# [Énoncé a]
Indiquez si chacune des affirmations suivantes concorde avec le texte source, en répondant par oui ou par non et en citant à l’identique les mots du texte qui tranchent. (i) Le père d’Elsie est mort le jour de Noël. (ii) Le policier disait toucher 4000 yuans pour chaque arrestation d’un pratiquant du Falun Gong. (iii) Le défilé décrit s’est déroulé à Manhattan.

# [Texte source]
Fin 2012, après avoir trouvé sa maison saccagée à la suite d’une descente de police qui a conduit à l’arrestation de sa femme, le père d’Elsie a été victime d’un accident vasculaire cérébral et n’a jamais repris connaissance. Il est décédé environ sept semaines plus tard, le jour de Noël.

« Je sais que vous n’avez rien fait de mal, mais nous pouvons obtenir de l’argent en arrêtant des pratiquants de Falun Gong », lui a dit le policier lorsqu’elle a imploré la libération de sa mère, s’est-elle souvenue. « Mon fils va se marier et j’ai besoin d’argent pour lui. L’arrestation d’un pratiquant du Falun Gong me rapporte 4000 yuans [environ 640 dollars à l’époque]. »

« Ils vendent leur âme pour de l’argent et échangent leur vie contre de l’argent », a déclaré Elsie, ajoutant qu’elle considérait ces personnes comme pitoyables. « Ils sont capables d’abandonner leur conscience pour si peu d’argent. »

Des pratiquants de Falun Gong participent à un défilé pour appeler à la fin de la persécution de leur croyance par le Parti communiste chinois dans le quartier de Flushing du Queens, à New York, le 23 avril 2023. (Chung I Ho/Epoch Times)

Un événement marquant

Dans sa propagande, Pékin décrira plus tard l’appel de Zhongnanhai comme un « siège » afin de justifier la persécution.

# [Extraits de données]
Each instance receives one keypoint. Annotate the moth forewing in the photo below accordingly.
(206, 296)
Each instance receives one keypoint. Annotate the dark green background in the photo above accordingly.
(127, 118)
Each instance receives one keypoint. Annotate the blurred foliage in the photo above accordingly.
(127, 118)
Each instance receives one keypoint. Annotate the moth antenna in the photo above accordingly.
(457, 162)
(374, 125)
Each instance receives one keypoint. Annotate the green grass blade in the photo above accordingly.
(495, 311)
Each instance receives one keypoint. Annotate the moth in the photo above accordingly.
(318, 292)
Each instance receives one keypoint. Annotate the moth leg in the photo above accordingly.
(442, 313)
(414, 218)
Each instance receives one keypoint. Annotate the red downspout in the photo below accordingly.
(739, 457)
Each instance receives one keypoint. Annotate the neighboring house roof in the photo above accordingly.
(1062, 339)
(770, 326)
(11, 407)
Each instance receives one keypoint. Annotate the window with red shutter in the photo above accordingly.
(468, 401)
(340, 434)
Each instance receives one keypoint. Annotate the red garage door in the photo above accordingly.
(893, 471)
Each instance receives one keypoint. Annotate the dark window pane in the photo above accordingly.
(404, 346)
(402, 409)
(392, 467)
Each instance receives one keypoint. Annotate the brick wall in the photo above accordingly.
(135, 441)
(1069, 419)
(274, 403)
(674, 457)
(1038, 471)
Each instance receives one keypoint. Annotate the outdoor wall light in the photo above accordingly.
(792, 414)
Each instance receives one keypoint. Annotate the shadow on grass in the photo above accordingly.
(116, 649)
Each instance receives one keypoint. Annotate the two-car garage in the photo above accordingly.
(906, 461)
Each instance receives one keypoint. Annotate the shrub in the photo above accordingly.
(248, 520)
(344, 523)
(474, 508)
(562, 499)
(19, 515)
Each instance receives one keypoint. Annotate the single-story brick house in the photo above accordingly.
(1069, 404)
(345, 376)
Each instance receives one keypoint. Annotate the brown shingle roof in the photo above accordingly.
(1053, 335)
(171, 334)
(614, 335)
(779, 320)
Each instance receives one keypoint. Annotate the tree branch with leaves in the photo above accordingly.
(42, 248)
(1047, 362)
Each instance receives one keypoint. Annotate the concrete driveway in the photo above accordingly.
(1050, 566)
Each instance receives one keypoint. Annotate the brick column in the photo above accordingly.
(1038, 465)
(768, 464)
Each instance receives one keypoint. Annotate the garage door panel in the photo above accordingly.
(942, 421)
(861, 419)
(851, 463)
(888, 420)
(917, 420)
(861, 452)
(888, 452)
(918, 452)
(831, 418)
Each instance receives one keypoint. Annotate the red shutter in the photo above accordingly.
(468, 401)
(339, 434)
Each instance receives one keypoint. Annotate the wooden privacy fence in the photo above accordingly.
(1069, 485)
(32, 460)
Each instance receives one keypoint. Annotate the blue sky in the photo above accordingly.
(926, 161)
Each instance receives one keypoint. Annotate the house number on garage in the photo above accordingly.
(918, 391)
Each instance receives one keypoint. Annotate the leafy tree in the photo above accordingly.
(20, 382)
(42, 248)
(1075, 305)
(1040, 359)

# [Énoncé b]
Mettez à jour le listing en remplaçant « Annotate » par « Label » dans tout ce qui va de la ligne contenant « Each instance receives one keypoint. Annotate the single-story » jusqu’à la ligne contenant « (1050, 566) », ces deux lignes comprises. Redonnez uniquement ces lignes, sans rien y changer d’autre.

# [Corrigé a]
(i) Oui : « Il est décédé environ sept semaines plus tard, le jour de Noël. »
(ii) Oui : « L’arrestation d’un pratiquant du Falun Gong me rapporte 4000 yuans »
(iii) Non : « dans le quartier de Flushing du Queens, à New York »

# [Corrigé b]
Each instance receives one keypoint. Label the single-story brick house in the photo above accordingly.
(1069, 404)
(345, 376)
Each instance receives one keypoint. Label the brown shingle roof in the photo above accordingly.
(1053, 335)
(171, 334)
(614, 335)
(779, 320)
Each instance receives one keypoint. Label the tree branch with leaves in the photo above accordingly.
(42, 248)
(1047, 362)
Each instance receives one keypoint. Label the concrete driveway in the photo above accordingly.
(1050, 566)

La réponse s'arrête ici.